→ **Problem requirements**
Skip the pictures and restate, word for word, the lines from the one containing "hillside as a single point per instance." to the end of the data below.

→ **Extracted material**
_ _ _
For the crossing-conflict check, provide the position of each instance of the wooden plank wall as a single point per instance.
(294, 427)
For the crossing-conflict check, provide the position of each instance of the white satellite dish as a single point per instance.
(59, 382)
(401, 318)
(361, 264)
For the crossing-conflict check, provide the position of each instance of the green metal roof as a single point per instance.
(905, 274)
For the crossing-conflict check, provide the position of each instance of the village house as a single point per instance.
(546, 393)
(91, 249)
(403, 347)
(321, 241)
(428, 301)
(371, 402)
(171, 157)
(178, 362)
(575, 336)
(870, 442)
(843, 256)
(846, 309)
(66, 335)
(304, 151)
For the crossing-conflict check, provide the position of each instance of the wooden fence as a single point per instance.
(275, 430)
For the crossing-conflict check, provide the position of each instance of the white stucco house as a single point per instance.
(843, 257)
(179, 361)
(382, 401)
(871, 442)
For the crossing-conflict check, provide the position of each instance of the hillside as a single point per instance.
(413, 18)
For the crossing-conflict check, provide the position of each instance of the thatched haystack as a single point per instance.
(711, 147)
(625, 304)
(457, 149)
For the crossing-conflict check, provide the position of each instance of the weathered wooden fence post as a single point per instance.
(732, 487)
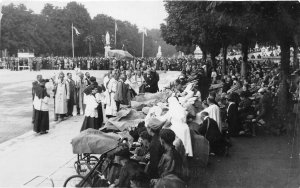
_ _ _
→ **Exercise output**
For the crossing-conflict check, provide the position of each instance of the hillside as a single point per instance.
(413, 18)
For the crossing-conflict check, provide the position of each instance of the thatched haystack as a single point per instance.
(711, 147)
(625, 304)
(457, 149)
For the crossing-conflict check, provide the position of each instance of the weathered wooden fence post as a single point per instance.
(732, 487)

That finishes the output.